DoE pp. 66-67 The European conception of individual freedom was, by contrast, tied ineluctably to notions of private property. Legally, this association traces back above all to the power of the male household head in ancient Rome, who could do whatever he liked with his chattels and possessions, including his children and slaves. In this view, freedom was always defined – at least potentially – as something exercised to the cost of others. What’s more, there was a strong emphasis in ancient Roman (and modern European) law on the self-sufficiency of households; hence, true freedom meant autonomy in the radical sense, not just autonomy of the will, but being in no way dependent on other human beings (except those under one’s direct control). Rousseau, who always insisted he wished to live without being dependent on others’ help (even as he had all his needs attended to by mistresses and servants), played out this very same logic in the conduct of his own life.
Different societies sometimes have radically different systems of value, and what might be most important in one – or at least, what everyone insists is most important in one – might have very little to do with what’s important in another. Imagine a society in which everyone is equal before the gods, but 50 per cent of the population are sharecroppers with no property and therefore no legal or political rights. Does it really make sense to call this an ‘egalitarian society’ – even if everyone, including the sharecroppers, insists that it’s really only one’s relation to the gods that is ultimately important? There’s only one way out of this dilemma: to create some sort of universal, objective standards by which to measure equality. Since the time of Jean-Jacques Rousseau and Adam Smith, this has almost invariably meant focusing on #property arrangements.
We stick to the current predicament because we cannot imagine alternatives. Yet these alternatives do exist. They existed in the past, they still exist in other present-day civilizations, and they exist in the very inside of our western world, in forms that go unnoticed, because our common sense makes them look trivial and unimportant, or simply puts them in a blind spot. More importantly, we are able – collectively – to imagine and create alternatives:
Is not the capacity to experiment with different forms of social organization itself a quintessential part of what makes us human. That is, beings with the capacity for self-creation, even freedom?

**Records supplied**
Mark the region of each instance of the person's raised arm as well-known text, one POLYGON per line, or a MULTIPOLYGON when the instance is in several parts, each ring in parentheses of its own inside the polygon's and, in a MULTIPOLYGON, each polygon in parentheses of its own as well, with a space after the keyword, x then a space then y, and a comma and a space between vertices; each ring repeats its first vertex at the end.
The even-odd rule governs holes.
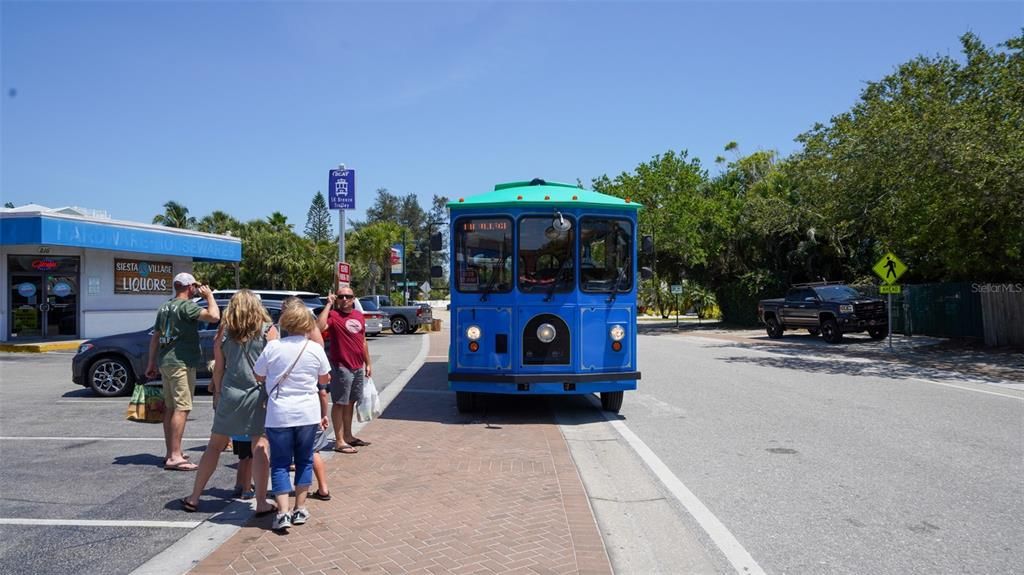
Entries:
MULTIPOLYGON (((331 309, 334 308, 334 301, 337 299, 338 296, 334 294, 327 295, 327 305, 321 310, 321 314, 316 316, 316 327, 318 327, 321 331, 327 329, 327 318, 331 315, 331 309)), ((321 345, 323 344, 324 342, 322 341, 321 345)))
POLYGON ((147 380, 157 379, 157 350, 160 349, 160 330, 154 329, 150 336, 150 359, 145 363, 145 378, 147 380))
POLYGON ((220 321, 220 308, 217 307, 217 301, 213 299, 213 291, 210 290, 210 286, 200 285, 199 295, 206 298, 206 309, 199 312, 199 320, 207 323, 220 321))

--

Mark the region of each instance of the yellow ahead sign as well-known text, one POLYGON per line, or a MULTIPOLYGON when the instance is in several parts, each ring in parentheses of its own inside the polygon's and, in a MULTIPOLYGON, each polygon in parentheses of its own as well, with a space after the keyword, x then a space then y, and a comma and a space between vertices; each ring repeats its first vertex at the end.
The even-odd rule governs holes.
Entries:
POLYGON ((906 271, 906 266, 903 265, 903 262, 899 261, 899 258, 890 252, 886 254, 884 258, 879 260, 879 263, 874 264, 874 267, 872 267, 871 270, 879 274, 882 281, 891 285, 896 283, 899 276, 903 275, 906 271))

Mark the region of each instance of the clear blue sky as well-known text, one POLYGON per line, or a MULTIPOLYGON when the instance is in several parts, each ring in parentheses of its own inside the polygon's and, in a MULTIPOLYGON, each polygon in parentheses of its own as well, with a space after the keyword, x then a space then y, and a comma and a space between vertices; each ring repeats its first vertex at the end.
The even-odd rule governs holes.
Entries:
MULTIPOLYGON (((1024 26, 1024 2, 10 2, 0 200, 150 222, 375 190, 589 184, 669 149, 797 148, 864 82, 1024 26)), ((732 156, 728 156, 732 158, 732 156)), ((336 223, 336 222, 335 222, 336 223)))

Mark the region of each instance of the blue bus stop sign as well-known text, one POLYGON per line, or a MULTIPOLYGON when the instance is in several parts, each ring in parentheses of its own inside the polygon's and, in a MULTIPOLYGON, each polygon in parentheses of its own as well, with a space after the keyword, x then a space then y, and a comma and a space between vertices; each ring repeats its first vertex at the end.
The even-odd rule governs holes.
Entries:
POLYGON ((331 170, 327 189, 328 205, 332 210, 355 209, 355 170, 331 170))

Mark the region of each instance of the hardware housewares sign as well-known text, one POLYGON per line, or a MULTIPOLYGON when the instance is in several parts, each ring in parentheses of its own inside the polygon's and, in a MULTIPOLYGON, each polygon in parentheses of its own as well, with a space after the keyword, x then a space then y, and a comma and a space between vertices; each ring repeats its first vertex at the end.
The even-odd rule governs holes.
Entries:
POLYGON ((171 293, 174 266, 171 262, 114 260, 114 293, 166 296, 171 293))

**Problem requirements**
From the passage on freedom and property, extract the portion starting with "We stick to" and going on through "self-creation, even freedom?", copying it word for word.

**Response to this exercise**
We stick to the current predicament because we cannot imagine alternatives. Yet these alternatives do exist. They existed in the past, they still exist in other present-day civilizations, and they exist in the very inside of our western world, in forms that go unnoticed, because our common sense makes them look trivial and unimportant, or simply puts them in a blind spot. More importantly, we are able – collectively – to imagine and create alternatives:
Is not the capacity to experiment with different forms of social organization itself a quintessential part of what makes us human. That is, beings with the capacity for self-creation, even freedom?